● YOUR GOAL
In the records below, locate the line containing "Put a marker on each instance of the baby's hand", then extract it and all following lines exactly, ending with the last line.

● THE INPUT
* * * * *

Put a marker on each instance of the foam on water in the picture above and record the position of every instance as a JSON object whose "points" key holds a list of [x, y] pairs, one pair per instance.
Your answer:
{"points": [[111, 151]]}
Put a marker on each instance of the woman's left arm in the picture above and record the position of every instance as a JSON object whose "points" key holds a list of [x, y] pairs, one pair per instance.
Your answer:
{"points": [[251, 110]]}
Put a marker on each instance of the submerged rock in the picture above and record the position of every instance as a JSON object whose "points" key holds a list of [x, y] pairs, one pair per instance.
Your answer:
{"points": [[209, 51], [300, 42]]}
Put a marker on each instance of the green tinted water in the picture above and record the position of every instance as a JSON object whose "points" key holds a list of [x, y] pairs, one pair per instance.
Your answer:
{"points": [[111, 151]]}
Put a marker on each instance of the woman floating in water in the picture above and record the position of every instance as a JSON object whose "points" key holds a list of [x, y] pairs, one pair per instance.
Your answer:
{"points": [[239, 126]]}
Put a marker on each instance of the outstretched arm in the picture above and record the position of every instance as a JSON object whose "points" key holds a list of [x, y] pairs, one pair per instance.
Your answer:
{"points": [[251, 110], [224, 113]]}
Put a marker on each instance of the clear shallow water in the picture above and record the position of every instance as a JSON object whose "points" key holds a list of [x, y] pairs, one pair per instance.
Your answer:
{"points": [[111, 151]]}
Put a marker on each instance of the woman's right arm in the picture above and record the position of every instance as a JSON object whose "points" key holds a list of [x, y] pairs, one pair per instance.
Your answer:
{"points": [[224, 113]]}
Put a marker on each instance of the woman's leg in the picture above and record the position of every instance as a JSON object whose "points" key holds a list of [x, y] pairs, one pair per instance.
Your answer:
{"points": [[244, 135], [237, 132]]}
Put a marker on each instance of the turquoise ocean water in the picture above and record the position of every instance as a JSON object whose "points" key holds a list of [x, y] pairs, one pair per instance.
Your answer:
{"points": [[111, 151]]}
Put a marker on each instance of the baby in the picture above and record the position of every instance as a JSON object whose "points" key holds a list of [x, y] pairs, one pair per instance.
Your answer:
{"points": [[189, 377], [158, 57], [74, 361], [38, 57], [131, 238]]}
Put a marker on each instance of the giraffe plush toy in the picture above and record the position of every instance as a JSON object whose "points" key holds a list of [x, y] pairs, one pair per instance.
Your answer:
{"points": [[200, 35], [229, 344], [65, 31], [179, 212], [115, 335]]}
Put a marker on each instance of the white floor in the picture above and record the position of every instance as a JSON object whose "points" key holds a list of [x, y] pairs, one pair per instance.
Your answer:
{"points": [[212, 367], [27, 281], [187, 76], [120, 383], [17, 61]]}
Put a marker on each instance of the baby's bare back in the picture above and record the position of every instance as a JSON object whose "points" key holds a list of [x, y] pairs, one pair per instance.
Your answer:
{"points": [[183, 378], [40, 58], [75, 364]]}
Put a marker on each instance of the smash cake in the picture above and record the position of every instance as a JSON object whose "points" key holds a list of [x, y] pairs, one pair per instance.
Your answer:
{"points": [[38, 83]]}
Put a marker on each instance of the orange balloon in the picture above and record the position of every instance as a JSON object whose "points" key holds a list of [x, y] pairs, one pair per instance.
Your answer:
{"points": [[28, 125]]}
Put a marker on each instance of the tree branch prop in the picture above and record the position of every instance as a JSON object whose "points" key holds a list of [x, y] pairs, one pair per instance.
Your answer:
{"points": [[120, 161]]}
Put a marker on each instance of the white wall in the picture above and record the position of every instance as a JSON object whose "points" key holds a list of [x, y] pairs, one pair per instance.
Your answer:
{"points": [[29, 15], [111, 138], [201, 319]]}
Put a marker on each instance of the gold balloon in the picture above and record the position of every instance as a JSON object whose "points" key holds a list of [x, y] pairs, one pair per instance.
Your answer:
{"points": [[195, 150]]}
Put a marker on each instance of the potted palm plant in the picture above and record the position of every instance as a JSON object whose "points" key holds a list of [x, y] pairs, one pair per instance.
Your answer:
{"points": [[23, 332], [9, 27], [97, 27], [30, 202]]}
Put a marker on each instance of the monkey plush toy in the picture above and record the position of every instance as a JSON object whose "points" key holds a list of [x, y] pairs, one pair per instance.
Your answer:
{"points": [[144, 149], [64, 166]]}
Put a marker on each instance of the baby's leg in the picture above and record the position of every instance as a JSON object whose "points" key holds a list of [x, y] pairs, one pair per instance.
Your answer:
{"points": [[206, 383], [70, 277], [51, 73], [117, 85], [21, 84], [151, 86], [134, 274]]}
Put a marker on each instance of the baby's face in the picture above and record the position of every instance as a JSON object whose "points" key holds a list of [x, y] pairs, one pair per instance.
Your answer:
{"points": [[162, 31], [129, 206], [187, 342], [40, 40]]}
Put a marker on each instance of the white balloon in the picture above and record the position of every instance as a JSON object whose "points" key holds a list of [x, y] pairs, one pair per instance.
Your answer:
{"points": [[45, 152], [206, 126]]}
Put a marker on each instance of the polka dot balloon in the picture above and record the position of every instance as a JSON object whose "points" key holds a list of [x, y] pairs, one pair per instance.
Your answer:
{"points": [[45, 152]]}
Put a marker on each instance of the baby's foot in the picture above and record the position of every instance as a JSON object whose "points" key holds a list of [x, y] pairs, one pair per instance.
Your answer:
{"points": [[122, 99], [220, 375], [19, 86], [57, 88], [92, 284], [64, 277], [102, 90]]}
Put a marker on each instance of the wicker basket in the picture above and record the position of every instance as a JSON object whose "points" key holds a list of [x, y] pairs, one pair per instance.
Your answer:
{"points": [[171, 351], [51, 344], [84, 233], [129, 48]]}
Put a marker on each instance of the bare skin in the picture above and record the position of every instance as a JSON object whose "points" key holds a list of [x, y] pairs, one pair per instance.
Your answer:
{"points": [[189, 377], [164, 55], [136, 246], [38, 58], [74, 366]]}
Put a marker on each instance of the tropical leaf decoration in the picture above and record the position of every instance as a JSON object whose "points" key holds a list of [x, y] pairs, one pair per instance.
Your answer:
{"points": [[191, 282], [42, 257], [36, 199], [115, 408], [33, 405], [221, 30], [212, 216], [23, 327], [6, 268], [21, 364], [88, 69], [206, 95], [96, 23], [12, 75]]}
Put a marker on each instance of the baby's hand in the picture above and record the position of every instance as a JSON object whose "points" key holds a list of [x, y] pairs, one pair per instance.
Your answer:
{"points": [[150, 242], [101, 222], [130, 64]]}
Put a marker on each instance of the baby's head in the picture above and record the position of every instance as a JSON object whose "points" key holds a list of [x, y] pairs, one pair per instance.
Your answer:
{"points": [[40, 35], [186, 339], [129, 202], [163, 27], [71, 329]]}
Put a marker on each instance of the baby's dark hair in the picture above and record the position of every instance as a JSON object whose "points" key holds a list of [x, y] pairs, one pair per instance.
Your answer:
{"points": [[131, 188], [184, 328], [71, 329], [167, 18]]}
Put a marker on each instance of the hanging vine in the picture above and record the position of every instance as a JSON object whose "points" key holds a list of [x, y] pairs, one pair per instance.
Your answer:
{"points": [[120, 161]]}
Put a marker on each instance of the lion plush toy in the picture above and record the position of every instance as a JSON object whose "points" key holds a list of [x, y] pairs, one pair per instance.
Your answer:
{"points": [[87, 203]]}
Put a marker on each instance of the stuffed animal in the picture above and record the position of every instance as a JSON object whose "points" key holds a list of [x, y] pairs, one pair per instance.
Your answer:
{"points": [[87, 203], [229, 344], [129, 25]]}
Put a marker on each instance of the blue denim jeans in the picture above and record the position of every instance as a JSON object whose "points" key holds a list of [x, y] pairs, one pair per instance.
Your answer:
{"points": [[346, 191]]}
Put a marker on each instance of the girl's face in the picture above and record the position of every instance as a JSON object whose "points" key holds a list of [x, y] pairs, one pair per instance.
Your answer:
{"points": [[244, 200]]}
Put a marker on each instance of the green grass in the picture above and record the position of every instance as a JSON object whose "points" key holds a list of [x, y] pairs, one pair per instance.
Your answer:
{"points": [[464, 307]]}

* * * * *

● EXERCISE RESPONSE
Put a marker on each instance of the baby's hand in the picture above and record the position of every instance as a JSON object whose "points" key holds a list of [x, y] pairs, one pair per instance.
Your answer:
{"points": [[150, 242], [101, 222], [130, 64]]}
Put a marker on each instance of the baby's head in the picture above and record the position of every instance as a JSON object whose "points" key holds a list of [x, y] pairs, one pair per instance.
Your answer:
{"points": [[40, 35], [186, 339], [129, 202], [163, 27], [71, 329]]}
Put a marker on each instance of the baby's dark hair in the picture above and record the position of every instance as a JSON object whose "points" key holds a list of [x, y] pairs, one pair per instance.
Your answer:
{"points": [[131, 188], [184, 328], [71, 329], [167, 18]]}
Put a marker on each instance of the hanging vine in the picture above and record the position of every instance as a JSON object whose "points" key holds a list of [x, y] pairs, one pair per instance.
Your answer:
{"points": [[120, 161]]}
Put a marker on each instance of the lion plush toy in the picture above and record the position of every instance as a JSON object whose "points" key holds a list of [x, y] pairs, one pair per instance.
Your answer:
{"points": [[87, 203]]}
Put a marker on each instance of the stuffed animal in the picture above and record the position of every instance as a JSON object whose "points" key holds a list of [x, y] pairs, one pair per instance.
Your answer:
{"points": [[87, 203], [229, 344], [129, 25]]}
Put a marker on each instance of the blue denim jeans in the picture above and record the position of every instance as a JSON object whose "points" key holds a list of [x, y] pairs, one pair per instance.
Your answer:
{"points": [[346, 191]]}
Put a marker on each instance of the girl's face in the picture above and record the position of every instance as a JSON object whose "points" key holds a list of [x, y] pairs, one pair per instance.
Your answer:
{"points": [[244, 200]]}
Put a marker on each instance of the green grass in the picture above and record the position of every instance as a JSON object whose "points" key holds a list of [x, y] pairs, one pair per instance.
Your answer:
{"points": [[464, 307]]}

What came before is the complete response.